### TEXT EXCERPT
**********

The econometric evidence—presented in Asane-Otoo (2016)—suggests that for individual countries CO2, NOX, and SO2 intensity all decline with more liberalization (as measured by PMR—Product Market Regulation—indicators for private ownership, vertical integration and market entry), though not always significantly, over the period 1990–2012. Other econometric evidence from Vona and Nicolli (2014) suggests that countries with greater amounts of liberalization in their electricity sector have higher penetration of wind and solar power. Two channels for these effects might be: First, greater reliance on market forces to guide generation investment resulted in faster coal to gas substitution in the EU (and across the non-Europe OECD); and, second, that the initial efficiency gains from liberalization (discussed in Pollitt 2009) were partly spent on supporting renewables.

What is certainly true is that a combination of market liberalization (which initially favoured gas over coal), carbon pricing (which also favours gas over coal), the Large Combustion Plant Directive47 (which forced higher emissions standards on existing and new coal fired power plants and raised their costs), and renewables support policies (which have led to renewables’ increasingly reducing wholesale electricity prices for both coal- and gas-fired power plants) have largely ended the building of new coal-fired power plants in the EU (see Caldecott et al. 2017).

4.6 Impact on Innovation

It is possible that over such a long period (1999–2018) the EU single market in electricity may have produced some positive short-run effects that mask negative long-run effects: Static gains may be offset by dynamic losses. One channel for this might be the impact of liberalization on the quantity of investment in research and development (R&D), or indeed on the productivity of R&D.

This is very difficult to measure because the rate of technological progress in electricity is slow and significantly affected by environmental regulation (and other types of regulation, such as nuclear safety).48 However Jamasb and Pollitt (2008) discuss how one would expect liberalization to reduce R&D expenditure by electricity companies in theory: e.g., due to reductions in size and incentives to invest in R&D; they subsequently showed how this effect has played out in the UK (Jamasb and Pollitt 2011, 2015) and evidence of similar effects across the world—notably in the US.

One significant issue is the extent to which declines in electricity company R&D actually reduce aggregate energy R&D and the productivity of energy R&D expenditure. R&D may shift to the supply chain and away from former monopoly incumbent utilities. Marino et al. (2017) find that the deregulation of electricity initially increases but then reduces electricity patents across 31 OECD countries over the period 1985 to 2010. They conclude that this is evidence for an inverted-U relationship between the strength of liberalization and patenting.

The general equilibrium effect of the release of R&D resources to other sectors and the specific impact of higher expenditure on renewables linked to reform makes it very difficult to say what the aggregate dynamic effect of European electricity liberalization might be—even if aggregate energy R&D has declined.

4.7 Overall Assessments of the Impact of the Single Electricity Market

It is striking how little large-scale evidence has been produced for the overall impacts of the single market in electricity. It is even more striking that the most convincing evidence is simulated. Simulation studies can show the benefits of market coupling and changing the pricing behavior of incumbent players. These studies find that reducing market power in pricing can have substantial benefits: e.g., Hobbs et al. (2005) who examine Netherlands-Belgium market coupling. A move from strategic interaction to perfect competition can be shown to yield big impacts, reducing the profits of incumbents significantly—Lise et al. (2006) show the profits of EdF and Tractabel falling by a third—if there is enough interconnection between countries. However, these theoretical gains from more perfect competition may not be realizable in a second-best word.

**********

### LISTED RECORDS
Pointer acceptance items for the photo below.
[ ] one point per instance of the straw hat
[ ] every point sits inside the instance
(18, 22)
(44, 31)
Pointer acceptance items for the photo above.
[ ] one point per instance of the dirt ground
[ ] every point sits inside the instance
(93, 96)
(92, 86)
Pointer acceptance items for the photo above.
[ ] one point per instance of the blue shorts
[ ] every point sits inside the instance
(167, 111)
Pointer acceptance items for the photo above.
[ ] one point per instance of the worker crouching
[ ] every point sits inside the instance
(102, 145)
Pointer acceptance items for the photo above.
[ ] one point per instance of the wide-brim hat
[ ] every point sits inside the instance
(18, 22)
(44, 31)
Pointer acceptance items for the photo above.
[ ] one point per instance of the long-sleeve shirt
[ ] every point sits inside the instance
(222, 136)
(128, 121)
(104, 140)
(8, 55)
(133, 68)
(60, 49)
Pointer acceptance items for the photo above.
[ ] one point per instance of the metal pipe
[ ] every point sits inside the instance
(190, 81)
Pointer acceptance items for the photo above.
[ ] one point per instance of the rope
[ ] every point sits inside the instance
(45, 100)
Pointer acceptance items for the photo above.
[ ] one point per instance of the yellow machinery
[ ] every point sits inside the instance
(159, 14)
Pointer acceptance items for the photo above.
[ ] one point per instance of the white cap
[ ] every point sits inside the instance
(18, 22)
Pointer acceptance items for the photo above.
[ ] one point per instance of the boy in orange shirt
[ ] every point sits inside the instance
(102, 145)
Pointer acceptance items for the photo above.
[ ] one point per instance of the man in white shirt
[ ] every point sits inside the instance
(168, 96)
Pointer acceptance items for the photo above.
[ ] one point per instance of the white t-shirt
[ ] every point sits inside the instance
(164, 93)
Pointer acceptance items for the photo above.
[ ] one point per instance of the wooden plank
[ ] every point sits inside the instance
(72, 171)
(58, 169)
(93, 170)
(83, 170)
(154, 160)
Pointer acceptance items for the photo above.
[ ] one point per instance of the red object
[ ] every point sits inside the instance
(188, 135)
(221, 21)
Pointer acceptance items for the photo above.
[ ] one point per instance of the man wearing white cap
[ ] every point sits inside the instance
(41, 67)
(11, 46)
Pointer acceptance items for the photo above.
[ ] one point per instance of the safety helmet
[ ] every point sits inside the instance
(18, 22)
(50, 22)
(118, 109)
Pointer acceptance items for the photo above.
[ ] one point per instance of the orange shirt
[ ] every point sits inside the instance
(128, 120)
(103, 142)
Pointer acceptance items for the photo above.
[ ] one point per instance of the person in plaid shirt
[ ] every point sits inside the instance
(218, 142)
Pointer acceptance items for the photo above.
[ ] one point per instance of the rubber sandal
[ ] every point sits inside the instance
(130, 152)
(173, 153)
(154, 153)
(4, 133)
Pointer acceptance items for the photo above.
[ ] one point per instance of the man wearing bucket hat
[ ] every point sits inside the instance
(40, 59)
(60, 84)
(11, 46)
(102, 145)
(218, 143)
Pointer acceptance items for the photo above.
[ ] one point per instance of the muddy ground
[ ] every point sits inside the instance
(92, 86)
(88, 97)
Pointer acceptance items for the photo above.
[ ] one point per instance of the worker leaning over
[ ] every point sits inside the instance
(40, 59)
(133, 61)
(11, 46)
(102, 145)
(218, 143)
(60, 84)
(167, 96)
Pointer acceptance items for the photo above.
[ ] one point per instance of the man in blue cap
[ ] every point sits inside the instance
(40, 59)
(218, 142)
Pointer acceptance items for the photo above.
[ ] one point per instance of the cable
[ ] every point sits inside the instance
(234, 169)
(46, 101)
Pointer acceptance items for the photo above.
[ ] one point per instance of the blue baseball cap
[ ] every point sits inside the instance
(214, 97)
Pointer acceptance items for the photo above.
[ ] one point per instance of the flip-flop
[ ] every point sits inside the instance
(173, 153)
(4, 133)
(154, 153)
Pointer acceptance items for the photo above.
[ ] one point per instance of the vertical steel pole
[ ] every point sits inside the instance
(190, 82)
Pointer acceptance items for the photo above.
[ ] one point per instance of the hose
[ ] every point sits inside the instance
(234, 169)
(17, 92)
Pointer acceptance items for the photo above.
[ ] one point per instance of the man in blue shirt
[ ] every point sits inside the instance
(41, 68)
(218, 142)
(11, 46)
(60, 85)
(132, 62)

**********

Update the stretch from "What is certainly" through "et al. 2017)." in the text about EU electricity liberalization, putting "emissions trading" in place of "carbon pricing". Rely only on the text about EU electricity liberalization.

### TASK OUTPUT
What is certainly true is that a combination of market liberalization (which initially favoured gas over coal), emissions trading (which also favours gas over coal), the Large Combustion Plant Directive47 (which forced higher emissions standards on existing and new coal fired power plants and raised their costs), and renewables support policies (which have led to renewables’ increasingly reducing wholesale electricity prices for both coal- and gas-fired power plants) have largely ended the building of new coal-fired power plants in the EU (see Caldecott et al. 2017).